Recopiez tel quel le passage du récit de pèlerinage qui commence aux mots « Je lui demande » et s'arrête après « droit va mieux. ».

Texte à lire:
=====

Là je rends l'éther que j'ai acheté à Vitry-le-François et j'achète de la crème solaire.
Je ne vois pas les pèlerins américains. Ils doivent avoir pas mal d'avance sur moi.
En sortant de Diou par la départementale 15 qui va vers Saligny-sur-Roudon, je découvre – enfin, après
soixante ans d'existence ! – la rue Honnête.
Elle se trouve à Diou, juste avant le pont qui passe sur le canal latéral à la Loire. Une rue avec un
nom pareil mérite une halte.
Je rumine à propos de l'inaccessible réel.
Le réalisme prétend se fonder sur le réel. Il est un idéalisme qui cherche à annuler l'écart entre le
réel et l'apparence. Cette quête impossible revient à prendre certaines apparences pour le réel.
Dès lors que tout est apparence, il n'y a pas de place pour le réel.
La seule méthode pour approcher un tant soit peu le réel est la recherche scientifique
rigoureuse.
Par exemple, la théorie de la relativité permet de mieux appréhender le cosmos, les équations de
Schrödinger rendent mieux compte du fonctionnement de l'infiniment petit.
Mais peu d'êtres humains comprennent ces représentations, elles sont tout à fait
étrangères à nos sens. Elles déterminent la frontière qui nous sépare à tout jamais d'une appréhension
correcte du réel !
Nous fonctionnons sans cesse dans les apparences et nous ne pouvons pas faire mieux. Mais cela ne veut
pas dire que nous ne devons pas constamment tendre vers une meilleure perception du réel.
Il est midi quand je quitte Diou, il fait déjà trop chaud.
À Montplaisir, peu après la sortie de Diou, une balise me fait penser à l'art naïf.
Elle indique de tourner à droite, mais son aspect est inhabituel.
Il fait une chaleur de plomb. En arrivant au moulin de la Cropte, j'ai l'impression de porter un sac de vingt kilos.
Je prends mon hôtesse au dépourvu. Elle prépare tout de suite ma chambre.
Je lui demande si je suis le seul pèlerin qui loge ici ce soir. Elle me parle d'un Anglais et d'une femme,
mais je ne suis pas certain qu'elle ait bien compris ma question.
Je prends une douche, je m'installe et je rédige mon carnet de bord.
Mon pied droit va mieux.
Je soupe tôt pour pouvoir me coucher tôt.
Je ne vois ni femme ni Anglais ; mon hôtesse parlait sans doute des derniers pèlerins qu'elle a hébergés.
Je prends un muscat avec mon hôte, nous parlons de tout et de rien.
La météo annonce des nuages au cours de la semaine et un risque de pluie le week-end.
Demain je partirai tôt. Le chemin coupe deux routes et le premier carrefour est aux Truges. Il fera jour avant.

=====

(Enregistrements d'annotation par segmentation)

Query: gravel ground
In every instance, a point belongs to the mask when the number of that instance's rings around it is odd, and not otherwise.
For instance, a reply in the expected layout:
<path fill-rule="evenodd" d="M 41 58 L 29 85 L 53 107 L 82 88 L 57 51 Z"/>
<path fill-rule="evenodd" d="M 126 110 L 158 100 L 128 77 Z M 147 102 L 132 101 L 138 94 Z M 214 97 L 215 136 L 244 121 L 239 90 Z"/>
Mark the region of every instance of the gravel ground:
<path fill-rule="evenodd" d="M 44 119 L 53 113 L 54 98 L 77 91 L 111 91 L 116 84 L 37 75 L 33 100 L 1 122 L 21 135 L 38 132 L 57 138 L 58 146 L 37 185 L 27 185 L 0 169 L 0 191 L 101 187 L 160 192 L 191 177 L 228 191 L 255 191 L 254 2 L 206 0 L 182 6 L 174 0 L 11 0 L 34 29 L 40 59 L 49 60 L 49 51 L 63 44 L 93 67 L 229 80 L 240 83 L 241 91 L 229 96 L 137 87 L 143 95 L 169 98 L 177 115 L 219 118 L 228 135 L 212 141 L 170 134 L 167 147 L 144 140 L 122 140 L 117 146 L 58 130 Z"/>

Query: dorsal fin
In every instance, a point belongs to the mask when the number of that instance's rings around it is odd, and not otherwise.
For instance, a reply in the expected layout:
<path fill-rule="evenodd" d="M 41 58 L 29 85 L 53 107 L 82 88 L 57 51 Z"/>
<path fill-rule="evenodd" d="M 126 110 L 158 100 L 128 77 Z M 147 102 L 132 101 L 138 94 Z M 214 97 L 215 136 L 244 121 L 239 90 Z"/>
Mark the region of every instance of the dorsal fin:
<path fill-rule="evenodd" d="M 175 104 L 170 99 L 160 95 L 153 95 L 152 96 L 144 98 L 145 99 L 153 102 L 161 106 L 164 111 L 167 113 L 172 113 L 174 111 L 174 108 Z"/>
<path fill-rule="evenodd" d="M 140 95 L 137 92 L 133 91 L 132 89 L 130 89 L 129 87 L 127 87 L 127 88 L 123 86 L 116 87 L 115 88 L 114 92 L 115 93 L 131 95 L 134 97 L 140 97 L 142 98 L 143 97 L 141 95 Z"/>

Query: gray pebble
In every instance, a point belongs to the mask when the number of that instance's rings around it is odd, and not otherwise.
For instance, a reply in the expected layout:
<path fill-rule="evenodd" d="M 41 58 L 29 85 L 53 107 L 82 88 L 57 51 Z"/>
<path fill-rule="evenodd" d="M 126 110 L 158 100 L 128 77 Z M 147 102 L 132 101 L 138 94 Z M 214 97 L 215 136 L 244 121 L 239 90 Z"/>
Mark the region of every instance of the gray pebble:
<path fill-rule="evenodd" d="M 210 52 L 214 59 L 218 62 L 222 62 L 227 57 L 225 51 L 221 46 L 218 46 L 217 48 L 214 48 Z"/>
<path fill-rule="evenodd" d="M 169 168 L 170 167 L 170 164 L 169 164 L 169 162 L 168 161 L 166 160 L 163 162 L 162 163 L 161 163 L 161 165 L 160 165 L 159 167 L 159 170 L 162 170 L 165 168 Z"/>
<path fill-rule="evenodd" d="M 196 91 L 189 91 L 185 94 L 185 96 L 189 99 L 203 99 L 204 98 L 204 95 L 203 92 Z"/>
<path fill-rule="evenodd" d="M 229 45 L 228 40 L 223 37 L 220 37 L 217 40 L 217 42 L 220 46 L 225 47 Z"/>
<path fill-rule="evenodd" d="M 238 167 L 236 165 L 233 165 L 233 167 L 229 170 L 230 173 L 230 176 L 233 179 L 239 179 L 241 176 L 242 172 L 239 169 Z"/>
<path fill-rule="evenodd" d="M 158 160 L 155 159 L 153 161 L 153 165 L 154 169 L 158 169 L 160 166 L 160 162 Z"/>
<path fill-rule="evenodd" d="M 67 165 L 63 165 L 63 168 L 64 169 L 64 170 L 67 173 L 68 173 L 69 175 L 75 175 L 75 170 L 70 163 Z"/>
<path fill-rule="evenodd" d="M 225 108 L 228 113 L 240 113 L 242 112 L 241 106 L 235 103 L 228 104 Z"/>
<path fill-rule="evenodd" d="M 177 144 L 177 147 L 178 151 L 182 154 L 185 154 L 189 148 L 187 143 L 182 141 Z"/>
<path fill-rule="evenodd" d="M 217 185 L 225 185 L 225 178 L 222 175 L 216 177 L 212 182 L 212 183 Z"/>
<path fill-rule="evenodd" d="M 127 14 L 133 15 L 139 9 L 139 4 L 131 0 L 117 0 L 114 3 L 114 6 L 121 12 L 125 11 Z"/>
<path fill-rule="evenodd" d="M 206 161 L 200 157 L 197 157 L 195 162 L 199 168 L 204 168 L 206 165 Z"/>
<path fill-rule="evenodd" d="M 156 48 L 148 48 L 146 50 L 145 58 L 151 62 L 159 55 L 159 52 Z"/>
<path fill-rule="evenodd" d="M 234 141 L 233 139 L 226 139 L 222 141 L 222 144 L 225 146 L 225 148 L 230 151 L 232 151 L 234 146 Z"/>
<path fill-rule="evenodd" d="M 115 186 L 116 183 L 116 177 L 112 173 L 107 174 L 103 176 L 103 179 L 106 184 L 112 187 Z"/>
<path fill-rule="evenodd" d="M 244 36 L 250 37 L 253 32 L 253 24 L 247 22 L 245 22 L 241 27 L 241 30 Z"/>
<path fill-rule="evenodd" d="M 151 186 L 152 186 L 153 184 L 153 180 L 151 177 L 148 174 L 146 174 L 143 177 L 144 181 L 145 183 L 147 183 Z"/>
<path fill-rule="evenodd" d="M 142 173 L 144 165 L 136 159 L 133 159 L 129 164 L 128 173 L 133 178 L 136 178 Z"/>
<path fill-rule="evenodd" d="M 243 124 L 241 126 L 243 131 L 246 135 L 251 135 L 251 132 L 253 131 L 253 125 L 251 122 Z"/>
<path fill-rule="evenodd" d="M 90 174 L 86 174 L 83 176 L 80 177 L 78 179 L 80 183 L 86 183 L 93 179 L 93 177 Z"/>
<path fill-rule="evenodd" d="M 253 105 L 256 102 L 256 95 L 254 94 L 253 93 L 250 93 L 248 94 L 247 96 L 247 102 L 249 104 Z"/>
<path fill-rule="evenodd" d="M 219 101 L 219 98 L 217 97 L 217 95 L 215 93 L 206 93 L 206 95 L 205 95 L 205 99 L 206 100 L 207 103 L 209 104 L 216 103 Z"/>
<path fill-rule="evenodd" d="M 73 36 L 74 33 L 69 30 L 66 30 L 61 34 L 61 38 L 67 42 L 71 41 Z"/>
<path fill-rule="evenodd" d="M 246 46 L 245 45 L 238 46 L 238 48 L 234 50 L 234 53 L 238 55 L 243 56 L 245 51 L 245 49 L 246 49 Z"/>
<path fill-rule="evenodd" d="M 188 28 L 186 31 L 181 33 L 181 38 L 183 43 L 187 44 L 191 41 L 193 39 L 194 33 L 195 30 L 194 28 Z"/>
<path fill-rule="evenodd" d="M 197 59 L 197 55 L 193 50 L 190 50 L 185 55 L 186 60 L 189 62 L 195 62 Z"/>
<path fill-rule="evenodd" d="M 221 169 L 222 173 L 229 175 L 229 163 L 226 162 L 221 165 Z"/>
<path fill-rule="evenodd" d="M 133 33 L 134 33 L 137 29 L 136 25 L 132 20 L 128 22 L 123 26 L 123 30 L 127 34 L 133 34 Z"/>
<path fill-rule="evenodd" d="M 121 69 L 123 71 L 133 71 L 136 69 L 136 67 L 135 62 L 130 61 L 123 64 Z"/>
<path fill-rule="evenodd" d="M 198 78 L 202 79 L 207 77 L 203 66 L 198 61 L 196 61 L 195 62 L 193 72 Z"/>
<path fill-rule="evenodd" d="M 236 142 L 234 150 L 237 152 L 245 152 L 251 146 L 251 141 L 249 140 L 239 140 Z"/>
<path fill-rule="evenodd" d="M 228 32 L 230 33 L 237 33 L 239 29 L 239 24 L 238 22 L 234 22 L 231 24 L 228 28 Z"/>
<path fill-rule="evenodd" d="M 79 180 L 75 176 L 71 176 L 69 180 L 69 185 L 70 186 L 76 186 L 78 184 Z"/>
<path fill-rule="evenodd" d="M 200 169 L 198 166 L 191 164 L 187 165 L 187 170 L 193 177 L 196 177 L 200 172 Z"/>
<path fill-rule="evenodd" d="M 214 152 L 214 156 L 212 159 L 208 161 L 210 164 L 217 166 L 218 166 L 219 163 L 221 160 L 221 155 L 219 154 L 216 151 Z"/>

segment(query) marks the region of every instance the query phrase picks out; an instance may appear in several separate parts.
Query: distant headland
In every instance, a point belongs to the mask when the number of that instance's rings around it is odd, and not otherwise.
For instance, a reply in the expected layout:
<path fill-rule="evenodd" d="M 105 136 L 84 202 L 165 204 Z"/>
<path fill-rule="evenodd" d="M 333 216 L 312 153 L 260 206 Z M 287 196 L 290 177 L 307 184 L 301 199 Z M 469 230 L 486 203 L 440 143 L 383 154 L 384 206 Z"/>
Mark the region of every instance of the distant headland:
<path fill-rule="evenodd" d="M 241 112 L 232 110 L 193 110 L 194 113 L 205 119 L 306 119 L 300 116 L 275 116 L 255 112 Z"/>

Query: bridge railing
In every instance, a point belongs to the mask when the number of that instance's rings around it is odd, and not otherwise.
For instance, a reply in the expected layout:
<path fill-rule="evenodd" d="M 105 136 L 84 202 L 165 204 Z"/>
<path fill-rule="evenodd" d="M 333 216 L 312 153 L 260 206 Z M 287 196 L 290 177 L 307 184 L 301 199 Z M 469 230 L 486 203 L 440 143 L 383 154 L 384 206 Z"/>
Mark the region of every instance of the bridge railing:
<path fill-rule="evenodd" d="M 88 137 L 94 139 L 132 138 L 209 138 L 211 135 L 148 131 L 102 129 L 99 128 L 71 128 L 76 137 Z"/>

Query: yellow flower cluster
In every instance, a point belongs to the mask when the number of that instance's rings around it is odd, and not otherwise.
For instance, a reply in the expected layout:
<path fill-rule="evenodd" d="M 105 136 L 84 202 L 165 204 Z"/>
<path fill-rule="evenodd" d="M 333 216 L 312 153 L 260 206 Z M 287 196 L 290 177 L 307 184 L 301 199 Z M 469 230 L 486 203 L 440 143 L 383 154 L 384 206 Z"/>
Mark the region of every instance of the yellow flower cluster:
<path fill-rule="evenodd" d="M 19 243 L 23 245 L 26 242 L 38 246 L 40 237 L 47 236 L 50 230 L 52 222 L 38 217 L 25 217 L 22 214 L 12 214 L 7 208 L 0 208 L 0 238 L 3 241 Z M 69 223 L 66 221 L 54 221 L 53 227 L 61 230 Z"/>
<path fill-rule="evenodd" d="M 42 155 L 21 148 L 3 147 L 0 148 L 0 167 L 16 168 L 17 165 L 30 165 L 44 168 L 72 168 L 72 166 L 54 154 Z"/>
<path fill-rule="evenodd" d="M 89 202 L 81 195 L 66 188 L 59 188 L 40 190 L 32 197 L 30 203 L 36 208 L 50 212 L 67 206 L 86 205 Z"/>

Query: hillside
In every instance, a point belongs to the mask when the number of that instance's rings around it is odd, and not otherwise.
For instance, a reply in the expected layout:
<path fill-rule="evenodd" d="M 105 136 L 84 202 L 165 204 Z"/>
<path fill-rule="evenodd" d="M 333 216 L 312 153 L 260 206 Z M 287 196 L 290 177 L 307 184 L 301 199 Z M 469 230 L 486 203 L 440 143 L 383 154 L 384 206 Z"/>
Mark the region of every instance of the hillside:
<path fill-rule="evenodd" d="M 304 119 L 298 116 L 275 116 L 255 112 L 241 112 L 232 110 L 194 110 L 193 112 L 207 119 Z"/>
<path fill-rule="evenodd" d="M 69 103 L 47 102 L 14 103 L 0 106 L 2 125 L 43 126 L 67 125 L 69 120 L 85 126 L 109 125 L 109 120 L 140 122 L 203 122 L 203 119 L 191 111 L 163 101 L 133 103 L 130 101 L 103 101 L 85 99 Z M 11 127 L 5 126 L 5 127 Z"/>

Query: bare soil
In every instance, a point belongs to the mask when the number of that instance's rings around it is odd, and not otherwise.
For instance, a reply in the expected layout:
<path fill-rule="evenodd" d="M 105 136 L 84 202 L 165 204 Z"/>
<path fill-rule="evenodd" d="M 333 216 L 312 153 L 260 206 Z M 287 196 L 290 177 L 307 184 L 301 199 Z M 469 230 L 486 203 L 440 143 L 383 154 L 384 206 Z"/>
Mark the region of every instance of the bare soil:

=====

Corrigé:
Je lui demande si je suis le seul pèlerin qui loge ici ce soir. Elle me parle d'un Anglais et d'une femme,
mais je ne suis pas certain qu'elle ait bien compris ma question.
Je prends une douche, je m'installe et je rédige mon carnet de bord.
Mon pied droit va mieux.